▶ [Exercise directions]: Copy each of the entries below faithfully, setting aside any pictures.
/---
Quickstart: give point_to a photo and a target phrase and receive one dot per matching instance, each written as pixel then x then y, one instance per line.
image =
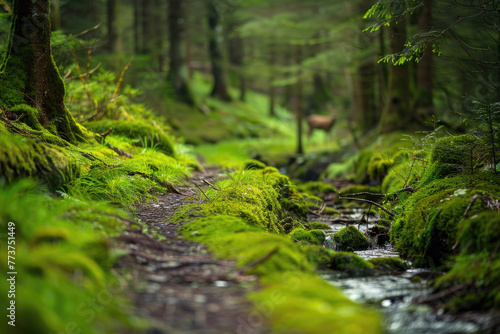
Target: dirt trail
pixel 177 284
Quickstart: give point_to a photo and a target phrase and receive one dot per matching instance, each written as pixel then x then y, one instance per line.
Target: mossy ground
pixel 350 238
pixel 293 298
pixel 56 240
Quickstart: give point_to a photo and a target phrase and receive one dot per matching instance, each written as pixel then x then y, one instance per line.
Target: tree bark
pixel 29 76
pixel 367 107
pixel 215 47
pixel 113 21
pixel 55 15
pixel 148 22
pixel 397 111
pixel 137 26
pixel 178 72
pixel 298 102
pixel 236 59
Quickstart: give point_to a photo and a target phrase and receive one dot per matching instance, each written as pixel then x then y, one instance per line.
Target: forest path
pixel 176 284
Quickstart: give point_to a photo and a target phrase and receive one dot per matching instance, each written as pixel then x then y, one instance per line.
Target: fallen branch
pixel 392 214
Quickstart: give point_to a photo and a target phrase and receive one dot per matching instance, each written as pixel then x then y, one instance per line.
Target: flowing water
pixel 394 295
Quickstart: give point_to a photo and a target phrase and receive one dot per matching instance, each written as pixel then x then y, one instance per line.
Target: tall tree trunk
pixel 298 101
pixel 148 23
pixel 158 32
pixel 236 54
pixel 55 15
pixel 215 48
pixel 137 26
pixel 29 76
pixel 272 89
pixel 397 111
pixel 425 66
pixel 114 26
pixel 366 86
pixel 178 71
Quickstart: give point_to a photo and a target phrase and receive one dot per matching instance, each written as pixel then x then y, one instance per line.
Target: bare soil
pixel 177 285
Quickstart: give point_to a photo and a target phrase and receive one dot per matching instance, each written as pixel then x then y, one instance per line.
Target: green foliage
pixel 284 269
pixel 257 196
pixel 350 238
pixel 145 134
pixel 318 226
pixel 254 164
pixel 350 264
pixel 231 237
pixel 316 188
pixel 23 157
pixel 426 230
pixel 300 302
pixel 305 236
pixel 63 262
\---
▶ [Solved exercise]:
Quickstart: give point_to a photo and a target phrase and receive one dot per matching instance, each written as pixel then x then y, one instance per line.
image =
Target: dirt trail
pixel 177 284
Quickstart: give point_to a photo and a target phrase and receive one dot per matching instance, each written as pixel then x then y, one instance per line.
Target: mossy ground
pixel 350 238
pixel 293 298
pixel 56 240
Quickstart: give point_to a photo and a target phrase and receive one dot per matching instance, each written as pixel then x then y, one instance per line.
Target: tree bark
pixel 29 76
pixel 367 107
pixel 215 47
pixel 113 21
pixel 55 15
pixel 148 22
pixel 397 111
pixel 137 26
pixel 178 72
pixel 298 102
pixel 236 59
Quickstart: give point_to a photo and a target phrase and receive one dot per matching instance, each written as pixel then x then y, one instance per line.
Target: forest path
pixel 176 284
Quickstart: give point_to a photo and a target phrase and receive one dot per matching instance, each written as pixel then x then y, one instance per line.
Target: fallen branch
pixel 392 214
Quickstart: give point_to a photo and a target phrase and receive one dot per matching instance, each written as pixel then x then y, one instance per line.
Target: flowing water
pixel 394 295
Quickstart: give point_to a photo and a target phrase and receive one dot per matching instance, each written as pixel then x then y, one instance per line.
Target: tall tree trunk
pixel 298 101
pixel 148 23
pixel 158 32
pixel 236 54
pixel 55 15
pixel 215 48
pixel 137 26
pixel 29 76
pixel 272 89
pixel 397 111
pixel 425 66
pixel 114 26
pixel 366 86
pixel 178 71
Quickstart: give point_to a photo and a target phrase and receive one dot per matching instance, each written as pixel then x then y, one instance per line.
Target: bare soil
pixel 177 285
Quickstart: give point_to a photo and a target phrase and receive one dot per matching instance, each written as pixel then x then y, one instance per line.
Target: green foliage
pixel 284 269
pixel 257 196
pixel 350 238
pixel 145 134
pixel 318 226
pixel 254 164
pixel 350 264
pixel 231 237
pixel 316 188
pixel 23 157
pixel 426 230
pixel 300 302
pixel 305 236
pixel 63 262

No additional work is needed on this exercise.